# TEXT TO READ:

It'd be nice if the proposed userspace interface were documented too.

> 
> diff --git a/include/linux/cgroup.h b/include/linux/cgroup.h
> index 665fa70..3b937c3 100644
> --- a/include/linux/cgroup.h
> +++ b/include/linux/cgroup.h
>
> ...
>
> -/*
> - * Load into 'pidarray' up to 'npids' of the tasks using cgroup
> - * 'cgrp'.  Return actual number of pids loaded.  No need to
> - * task_lock(p) when reading out p->cgroup, since we're in an RCU
> - * read section, so the css_set can't go away, and is
> - * immutable after creation.
> +/**
> + * pidlist_uniq - given a kmalloc()ed list, strip out all duplicate entries
> + * returns -ENOMEM if the malloc fails; 0 on success
> + */

The comment purports to be kerneldoc ("/**") but didn't document the
function's arguments.

> +/* this implementation relies on the fact that pids will never be -1 */
> +#define PIDLIST_VALUE_NONE ((pid_t)(-1))
> +static int pidlist_uniq(pid_t **p, int *length)
> +{
> +	int i, j = 0; /* array index */
> +	int last = 0; /* index of last unique entry */
> +	int count = 1; /* count of total unique entries */
> +	pid_t *list, *newlist;

a newline here is conventional.

# TASK REQUIREMENTS:
Copy the stretch of the patch review from "The comment purports" through "here is conventional.", renaming "last" to "prev" throughout.

(A set of records)

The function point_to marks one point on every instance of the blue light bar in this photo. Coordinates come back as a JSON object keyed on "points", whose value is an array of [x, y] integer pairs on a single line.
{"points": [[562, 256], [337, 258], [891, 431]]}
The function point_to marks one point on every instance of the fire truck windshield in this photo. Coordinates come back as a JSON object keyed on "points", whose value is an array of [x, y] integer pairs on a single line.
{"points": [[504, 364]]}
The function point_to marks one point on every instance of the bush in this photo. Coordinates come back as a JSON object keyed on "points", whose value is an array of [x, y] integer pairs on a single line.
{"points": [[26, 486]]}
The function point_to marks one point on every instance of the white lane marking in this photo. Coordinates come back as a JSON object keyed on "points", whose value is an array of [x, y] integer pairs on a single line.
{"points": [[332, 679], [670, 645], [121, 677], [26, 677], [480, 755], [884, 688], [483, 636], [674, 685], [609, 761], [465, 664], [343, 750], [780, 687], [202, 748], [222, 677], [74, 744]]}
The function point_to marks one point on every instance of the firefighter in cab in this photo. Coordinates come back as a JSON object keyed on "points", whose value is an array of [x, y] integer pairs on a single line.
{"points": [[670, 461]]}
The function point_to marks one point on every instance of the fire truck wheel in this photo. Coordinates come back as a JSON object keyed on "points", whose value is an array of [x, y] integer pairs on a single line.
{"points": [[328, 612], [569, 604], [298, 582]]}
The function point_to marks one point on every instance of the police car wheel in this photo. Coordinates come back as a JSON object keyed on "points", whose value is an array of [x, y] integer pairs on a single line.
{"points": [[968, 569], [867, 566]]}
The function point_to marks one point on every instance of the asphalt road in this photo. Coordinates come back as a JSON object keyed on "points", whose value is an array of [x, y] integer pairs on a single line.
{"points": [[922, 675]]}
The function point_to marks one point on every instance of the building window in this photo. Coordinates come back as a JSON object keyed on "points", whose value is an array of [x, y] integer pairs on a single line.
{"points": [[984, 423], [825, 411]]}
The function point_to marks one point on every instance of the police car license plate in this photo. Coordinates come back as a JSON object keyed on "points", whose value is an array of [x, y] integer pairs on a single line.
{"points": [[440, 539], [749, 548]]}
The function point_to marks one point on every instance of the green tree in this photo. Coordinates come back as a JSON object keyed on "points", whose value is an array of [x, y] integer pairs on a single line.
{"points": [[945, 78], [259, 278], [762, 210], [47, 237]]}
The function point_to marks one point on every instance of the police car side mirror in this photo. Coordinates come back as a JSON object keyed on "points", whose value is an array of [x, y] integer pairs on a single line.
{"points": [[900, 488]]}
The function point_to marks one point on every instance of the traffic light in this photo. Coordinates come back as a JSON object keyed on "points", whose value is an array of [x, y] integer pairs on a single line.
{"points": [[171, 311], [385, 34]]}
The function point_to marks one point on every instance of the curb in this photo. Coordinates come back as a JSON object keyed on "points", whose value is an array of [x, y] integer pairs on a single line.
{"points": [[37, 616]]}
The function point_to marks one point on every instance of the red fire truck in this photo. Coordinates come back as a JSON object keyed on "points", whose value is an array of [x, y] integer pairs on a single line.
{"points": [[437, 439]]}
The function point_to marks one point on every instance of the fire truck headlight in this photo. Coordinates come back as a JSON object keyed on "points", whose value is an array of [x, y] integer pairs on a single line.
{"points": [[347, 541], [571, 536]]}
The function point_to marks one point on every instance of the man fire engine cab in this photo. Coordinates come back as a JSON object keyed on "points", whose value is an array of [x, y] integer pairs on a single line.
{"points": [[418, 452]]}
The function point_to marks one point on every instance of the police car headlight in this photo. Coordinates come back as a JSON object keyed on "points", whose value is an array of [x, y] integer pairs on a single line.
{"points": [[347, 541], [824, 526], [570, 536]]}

# THE OUTPUT:
The comment purports to be kerneldoc ("/**") but didn't document the
function's arguments.

> +/* this implementation relies on the fact that pids will never be -1 */
> +#define PIDLIST_VALUE_NONE ((pid_t)(-1))
> +static int pidlist_uniq(pid_t **p, int *length)
> +{
> +	int i, j = 0; /* array index */
> +	int prev = 0; /* index of prev unique entry */
> +	int count = 1; /* count of total unique entries */
> +	pid_t *list, *newlist;

a newline here is conventional.